Passage shown
Students will choose from projects designed by the instructors as listed below. Students will also have the option of designing their own projects, subject to instructor approval. Generate a web page of your online report (see examples) for your interaction with the instructors.

instructor: Yang
Write your own web crawler to collect bilingual documents (see Mining the Web for Bilingual Text by Resnik, ACL'99) in a specific domain (scientific literature or eCommerce products, for example). Use the collected parallel corpus for training a corpus-based CLIR method -- Pseudo-Relevance Feedback (PRF). Tune this system using a pair of languages that you know both (e.g., Chinese/English), and evaluate the system with a different pair of languages. Since we only have one parallel corpus with human relevance judgments on queries in the area of scientific literature, i.e., the NACSIS corpus (Japanese/English abstracts of journal articles), this is the only language pair you can use for evaluation. Use standard retrieval measure (such as 11-pt average precision) and compare the CLIR performance with monolingual retrieval performance.

Set of tasks
1. Using the project description, decide whether each statement agrees with it: (a) Students may design their own projects if an instructor approves them. (b) The system is to be tuned and evaluated with the same pair of languages. (c) The NACSIS corpus consists of Japanese/English abstracts of journal articles. For each, answer yes or no and quote the deciding words.
2. Reproduce the part of the project description starting at "instructor: Yang" and ending at "monolingual retrieval performance.".

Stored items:
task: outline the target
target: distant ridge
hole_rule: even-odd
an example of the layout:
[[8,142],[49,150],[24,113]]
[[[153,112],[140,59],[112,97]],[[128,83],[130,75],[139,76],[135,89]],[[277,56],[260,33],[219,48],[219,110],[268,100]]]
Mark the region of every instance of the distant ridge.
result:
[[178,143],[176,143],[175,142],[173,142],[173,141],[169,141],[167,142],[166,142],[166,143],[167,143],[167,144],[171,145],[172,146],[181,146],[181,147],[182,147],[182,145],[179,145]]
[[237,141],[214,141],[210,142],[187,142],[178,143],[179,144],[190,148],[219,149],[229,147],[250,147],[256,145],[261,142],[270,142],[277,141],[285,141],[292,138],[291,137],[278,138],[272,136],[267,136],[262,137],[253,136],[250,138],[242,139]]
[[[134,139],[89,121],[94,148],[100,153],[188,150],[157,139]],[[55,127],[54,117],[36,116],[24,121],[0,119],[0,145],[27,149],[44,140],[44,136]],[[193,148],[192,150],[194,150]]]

Your written answers
1.
(a) Yes: "Students will also have the option of designing their own projects, subject to instructor approval."
(b) No: "Tune this system using a pair of languages that you know both (e.g., Chinese/English), and evaluate the system with a different pair of languages."
(c) Yes: "the NACSIS corpus (Japanese/English abstracts of journal articles)"

2.
instructor: Yang
Write your own web crawler to collect bilingual documents (see Mining the Web for Bilingual Text by Resnik, ACL'99) in a specific domain (scientific literature or eCommerce products, for example). Use the collected parallel corpus for training a corpus-based CLIR method -- Pseudo-Relevance Feedback (PRF). Tune this system using a pair of languages that you know both (e.g., Chinese/English), and evaluate the system with a different pair of languages. Since we only have one parallel corpus with human relevance judgments on queries in the area of scientific literature, i.e., the NACSIS corpus (Japanese/English abstracts of journal articles), this is the only language pair you can use for evaluation. Use standard retrieval measure (such as 11-pt average precision) and compare the CLIR performance with monolingual retrieval performance.